What is asked:
[a] Reproduce the stretch of the foreword from "I hope the exposé" through "with your demons.".
[b] List the things the foreword says can perfect a genius.
[c] Resume the foreword on Jack and his struggle with fear right after its final sentence.

[Start of Source excerpt]

I have always known my father-in-law was exceptional! For twenty-two years I have witnessed his ideas take shape with a genius only time, trials, and wisdom can perfect. Life’s experience is that clay that we shape, chisel, and mold continually. In this deeply personal and honest writing you can see that Jack’s mold was complex but it has created something of the utmost beauty for us all. Enjoy this writing and take away what you need to continue to shape your mold. I know I certainly will.
I hope the exposé to follow will be helpful to those out there who have struggled with unreasonable fear that diminishes joy and quality of life. I hope you will find comfort and strength from some of my struggles so that you might better deal with your demons.

[End of Source excerpt]
[Start of Raw records]

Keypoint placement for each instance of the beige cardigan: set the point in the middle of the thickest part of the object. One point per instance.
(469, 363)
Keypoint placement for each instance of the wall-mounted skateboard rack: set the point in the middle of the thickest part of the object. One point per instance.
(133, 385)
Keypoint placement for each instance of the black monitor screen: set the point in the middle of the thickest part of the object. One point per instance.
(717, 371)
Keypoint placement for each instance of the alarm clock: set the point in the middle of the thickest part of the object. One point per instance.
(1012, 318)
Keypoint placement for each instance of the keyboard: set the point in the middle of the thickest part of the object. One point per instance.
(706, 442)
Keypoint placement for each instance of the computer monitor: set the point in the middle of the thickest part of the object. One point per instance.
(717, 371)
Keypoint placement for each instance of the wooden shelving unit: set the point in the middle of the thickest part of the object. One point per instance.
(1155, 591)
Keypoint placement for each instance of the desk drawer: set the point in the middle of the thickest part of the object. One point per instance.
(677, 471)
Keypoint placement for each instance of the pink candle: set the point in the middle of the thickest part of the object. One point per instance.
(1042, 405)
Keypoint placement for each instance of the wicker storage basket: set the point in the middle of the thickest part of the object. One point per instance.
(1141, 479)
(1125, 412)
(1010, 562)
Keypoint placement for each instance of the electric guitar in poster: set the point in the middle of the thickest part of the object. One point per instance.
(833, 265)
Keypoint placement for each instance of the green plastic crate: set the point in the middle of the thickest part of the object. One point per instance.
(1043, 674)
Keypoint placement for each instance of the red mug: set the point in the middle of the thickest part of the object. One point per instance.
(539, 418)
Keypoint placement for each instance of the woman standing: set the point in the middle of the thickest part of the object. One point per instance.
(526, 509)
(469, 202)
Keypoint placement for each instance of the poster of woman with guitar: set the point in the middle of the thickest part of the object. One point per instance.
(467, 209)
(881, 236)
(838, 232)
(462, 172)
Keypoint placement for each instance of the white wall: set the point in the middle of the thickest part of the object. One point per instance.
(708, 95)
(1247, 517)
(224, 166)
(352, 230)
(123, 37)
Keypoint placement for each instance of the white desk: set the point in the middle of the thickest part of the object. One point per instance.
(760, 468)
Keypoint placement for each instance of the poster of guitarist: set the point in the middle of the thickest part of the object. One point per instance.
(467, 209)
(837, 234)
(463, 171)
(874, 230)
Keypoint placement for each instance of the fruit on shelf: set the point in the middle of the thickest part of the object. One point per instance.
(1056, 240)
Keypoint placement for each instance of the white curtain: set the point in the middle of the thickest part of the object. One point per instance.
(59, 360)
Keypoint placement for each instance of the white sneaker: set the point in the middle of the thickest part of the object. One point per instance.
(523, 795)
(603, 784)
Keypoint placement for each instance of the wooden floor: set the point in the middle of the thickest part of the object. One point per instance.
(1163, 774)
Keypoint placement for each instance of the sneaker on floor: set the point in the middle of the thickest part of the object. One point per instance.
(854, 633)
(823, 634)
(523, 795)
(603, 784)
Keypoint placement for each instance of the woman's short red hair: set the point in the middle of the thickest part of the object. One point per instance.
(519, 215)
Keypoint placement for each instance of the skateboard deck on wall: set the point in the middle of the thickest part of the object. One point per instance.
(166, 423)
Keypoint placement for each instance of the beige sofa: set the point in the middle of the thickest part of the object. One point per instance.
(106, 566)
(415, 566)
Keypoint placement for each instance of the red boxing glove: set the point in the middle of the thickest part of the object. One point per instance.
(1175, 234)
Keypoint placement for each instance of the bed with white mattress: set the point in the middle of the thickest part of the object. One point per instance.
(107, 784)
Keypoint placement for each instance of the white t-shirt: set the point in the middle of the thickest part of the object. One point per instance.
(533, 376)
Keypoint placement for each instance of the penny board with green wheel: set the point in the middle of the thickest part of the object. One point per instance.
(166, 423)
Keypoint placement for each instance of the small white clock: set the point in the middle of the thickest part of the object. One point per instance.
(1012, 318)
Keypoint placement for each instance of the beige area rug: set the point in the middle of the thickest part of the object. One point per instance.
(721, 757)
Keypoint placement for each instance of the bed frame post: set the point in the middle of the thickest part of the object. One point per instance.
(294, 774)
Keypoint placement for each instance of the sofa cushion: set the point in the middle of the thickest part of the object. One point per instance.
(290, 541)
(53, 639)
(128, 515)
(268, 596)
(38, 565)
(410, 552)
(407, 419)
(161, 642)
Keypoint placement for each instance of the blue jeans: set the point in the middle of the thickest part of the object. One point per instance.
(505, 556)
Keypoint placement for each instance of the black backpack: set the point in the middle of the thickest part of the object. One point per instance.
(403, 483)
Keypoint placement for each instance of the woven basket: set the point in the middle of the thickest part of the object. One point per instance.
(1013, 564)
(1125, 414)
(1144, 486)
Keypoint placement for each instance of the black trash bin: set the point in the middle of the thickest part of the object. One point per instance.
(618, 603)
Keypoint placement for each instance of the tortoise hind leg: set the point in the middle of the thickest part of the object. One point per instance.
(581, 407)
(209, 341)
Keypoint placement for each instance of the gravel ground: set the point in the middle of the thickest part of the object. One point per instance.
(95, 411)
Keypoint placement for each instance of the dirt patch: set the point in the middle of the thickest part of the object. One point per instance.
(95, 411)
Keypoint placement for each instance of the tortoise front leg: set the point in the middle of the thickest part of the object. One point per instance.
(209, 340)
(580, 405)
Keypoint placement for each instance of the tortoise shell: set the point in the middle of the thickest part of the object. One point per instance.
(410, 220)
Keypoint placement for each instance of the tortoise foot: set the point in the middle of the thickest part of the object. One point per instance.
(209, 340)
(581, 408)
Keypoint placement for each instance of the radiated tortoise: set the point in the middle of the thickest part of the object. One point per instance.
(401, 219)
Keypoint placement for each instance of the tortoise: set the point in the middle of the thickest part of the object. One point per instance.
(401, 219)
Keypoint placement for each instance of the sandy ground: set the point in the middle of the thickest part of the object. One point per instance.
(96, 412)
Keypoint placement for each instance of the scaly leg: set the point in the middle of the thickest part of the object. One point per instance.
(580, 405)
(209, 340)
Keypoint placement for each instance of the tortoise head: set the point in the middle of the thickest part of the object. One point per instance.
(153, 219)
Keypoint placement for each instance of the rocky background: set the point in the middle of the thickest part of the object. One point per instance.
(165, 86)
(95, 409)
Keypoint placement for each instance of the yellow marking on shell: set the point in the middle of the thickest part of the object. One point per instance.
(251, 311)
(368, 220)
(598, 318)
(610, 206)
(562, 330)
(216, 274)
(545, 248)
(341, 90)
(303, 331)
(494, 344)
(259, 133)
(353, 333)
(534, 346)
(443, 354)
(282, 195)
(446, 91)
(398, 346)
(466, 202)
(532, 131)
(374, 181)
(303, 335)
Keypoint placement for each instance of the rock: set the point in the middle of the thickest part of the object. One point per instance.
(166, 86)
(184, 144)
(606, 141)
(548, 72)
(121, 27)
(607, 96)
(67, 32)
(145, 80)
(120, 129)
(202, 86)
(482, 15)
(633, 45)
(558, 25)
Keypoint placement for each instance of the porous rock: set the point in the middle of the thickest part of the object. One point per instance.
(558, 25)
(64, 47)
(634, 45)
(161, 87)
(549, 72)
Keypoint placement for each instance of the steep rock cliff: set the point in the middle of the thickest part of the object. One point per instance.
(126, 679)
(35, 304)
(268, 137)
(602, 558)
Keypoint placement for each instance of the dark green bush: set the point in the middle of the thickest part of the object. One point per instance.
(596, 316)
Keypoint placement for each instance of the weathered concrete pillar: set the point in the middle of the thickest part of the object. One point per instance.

[End of Raw records]

Answers given:
[a]
I hope the exposé to follow will be helpful to those out there who have struggled with unreasonable fear that diminishes joy and quality of life. I hope you will find comfort and strength from some of my struggles so that you might better deal with your demons.

[b] time, trials, wisdom

[c]
What you think about me is none of my business…
My first encounter with sheer terror took place when I was about 8 years-old. The year 1943 my family was in the town of Garden City, New York, during World War II. As gas was rationed, long trips (meaning 25 miles or more) were out of the question. My dad came home one day after work and announced that he and a friend from his work place– Sperry Gyroscope Co.– had learned of an old abandoned gravel quarry that had closed because of a high water table. A good sized pond had formed that was at least 20 feet deep and perhaps a quarter mile wide. Our soon-to-be swimming hole for the duration of the war was but about 5 or 6 miles from our home. I was a pretty good swimmer and always looked forward to our summer outings there.
One particular summer evening I swam out toward the middle of the lake and was in the process of turning back toward the shore when this overwhelming feeling that something was grabbing my ankles and was going to pull me under the water overcame me. I began to scream uncontrollably. My father immediately dove into the water and came to my rescue. As he approached me the fright that had engulfed me subsided as quickly as it came on, leaving me embarrassed and ashamed.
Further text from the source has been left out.